REQUIREMENTS:
Rewrite the listing below with every "Coordinates" switched to "Location" and nothing else changed.

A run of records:
★ ★ ★ ★ ★ ★ ★

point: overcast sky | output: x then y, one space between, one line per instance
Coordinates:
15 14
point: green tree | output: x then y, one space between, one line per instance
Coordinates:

★ ★ ★ ★ ★ ★ ★

TASK OUTPUT:
point: overcast sky | output: x then y, one space between, one line per instance
Location:
15 14
point: green tree | output: x then y, one space between, one line per instance
Location:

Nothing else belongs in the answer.